*本文*
裏妙義縦走−2/2

 さあ、我々も早くあの肩まで行こう! 長い鎖を登って肩へ到着。ついに登ったぞ!バンザーイ!

 肩には青年が2人いた。交代でテッペンへ登っていたが、我々オジさんはパス。ある方のブログに、「どうしてもテッペンへ立ちたいという方は、今生の見納めをしてアーメンとか南無〜などととなえてから登るべし」というようなことが書いてあったので、初めから登るつもりはなかった。

 ここからは表妙義が怪獣の背中のようにシルエットになって見えた。また、これから行く赤岩や烏帽子岩もバッチリ見えた。


(長い鎖を登って肩へ)

(表妙義)

(これから行く赤岩、烏帽子岩)

 しばらく展望を楽しんでから、丁須のテッペンは無理でも、せめて一段下の岩棚まで行って見たいと思いチャレンジすることにした。鎖で登り、幅30cmほどの岩場を馬乗りになってズッて行く。そして狭い岩棚へ立った。再びバンザーイ!


(丁須岩の全景)

(テッペンAに立った青年)

(私はBまで)

 ここ(B)から見るテッペン(A)は、丁の形を真横から見ることになり、キノコのようなケッタイな感じだが、オーバーハングしているのが分かる。

 そのハングした岩からぶら下がった鎖に掴まってみると、私にも登れそうに思えたが、さっき登った青年に聞くと、「勇気がいる所が2ケ所ある」と言う。その勇気とは、両足が宙に浮いて振られるという。とてもそんな勇気は私にはない。

 丁須岩でスリルと展望を存分に楽しんだので、次は赤岩と烏帽子岩へ向かうことにする。

*練習問題*
a. 裏妙義縦走の紀行文で、岩棚へ向かう途中に馬乗りになって進んだ岩場の幅はどれくらいか。
b. 裏妙義縦走の紀行文を、最後の文の後から書き進めよ。

*項目一覧*
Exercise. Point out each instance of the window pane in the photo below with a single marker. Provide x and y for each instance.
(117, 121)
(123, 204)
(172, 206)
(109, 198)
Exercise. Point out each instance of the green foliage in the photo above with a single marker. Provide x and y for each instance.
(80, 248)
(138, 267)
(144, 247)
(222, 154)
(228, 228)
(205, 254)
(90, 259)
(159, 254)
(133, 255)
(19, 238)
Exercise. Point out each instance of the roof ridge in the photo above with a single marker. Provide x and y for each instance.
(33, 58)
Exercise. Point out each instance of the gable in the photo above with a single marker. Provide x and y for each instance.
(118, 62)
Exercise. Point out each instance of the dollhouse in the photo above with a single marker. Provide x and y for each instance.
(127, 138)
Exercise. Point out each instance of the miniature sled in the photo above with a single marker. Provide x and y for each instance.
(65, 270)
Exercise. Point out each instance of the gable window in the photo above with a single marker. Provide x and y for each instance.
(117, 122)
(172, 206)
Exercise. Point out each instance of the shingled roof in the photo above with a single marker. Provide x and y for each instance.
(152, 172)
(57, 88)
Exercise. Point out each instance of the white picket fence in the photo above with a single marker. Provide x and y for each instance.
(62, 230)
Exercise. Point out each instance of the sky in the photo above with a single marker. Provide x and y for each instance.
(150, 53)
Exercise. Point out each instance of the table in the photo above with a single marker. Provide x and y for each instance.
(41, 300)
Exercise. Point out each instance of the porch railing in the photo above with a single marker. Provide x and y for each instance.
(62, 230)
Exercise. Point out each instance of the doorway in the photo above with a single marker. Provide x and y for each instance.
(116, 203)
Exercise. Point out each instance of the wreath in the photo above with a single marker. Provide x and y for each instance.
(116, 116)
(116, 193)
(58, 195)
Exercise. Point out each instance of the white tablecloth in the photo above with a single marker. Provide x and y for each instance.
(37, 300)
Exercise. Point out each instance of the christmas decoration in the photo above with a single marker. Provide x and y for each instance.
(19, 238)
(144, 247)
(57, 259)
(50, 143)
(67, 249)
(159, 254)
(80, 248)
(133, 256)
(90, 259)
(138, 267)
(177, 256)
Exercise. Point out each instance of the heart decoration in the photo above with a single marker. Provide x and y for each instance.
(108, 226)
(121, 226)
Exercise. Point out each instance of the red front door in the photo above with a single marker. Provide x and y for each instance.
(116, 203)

*各問の解答*
a. 30cmほど。

b.
 我々が下ろうとした時、ヘルメットを被った2人が登って来た。後ろは若い女性で、前の方はガイドのようだった。

 2人が登って来るのを待って下って行く。
 三方境方面の一つ目の鎖を登った所から丁須の頭が格好良く見えた。これぞ丁須の頭だ、という感じだった。

 10分ほど歩くと、草むらにポッコリと穴が開いていた。覗き込んでみると、そこがこのコース最大の難所と言われている20mのチムニーだった。さっき丁須の頭へ登っていた青年の一人が下っている最中だった。上から石を落とさないように注意しながら彼が降りるのを待った。

 しかし、どこから下るのだろう。良く見ると草むらの陰に鎖があった。

 そして、いよいよ私の番だ。最初の一歩が勇気がいる。最初はザックを反対側の岩壁に押しあてて寄りかかると足場が良く見えた。

(写真左:最初が勇気がいる)

 途中に人工足場もあるが、それに足を乗せるまでに苦戦した。下から見るとたいしたことはないのだが・・・。

(チムニーを下るSさん)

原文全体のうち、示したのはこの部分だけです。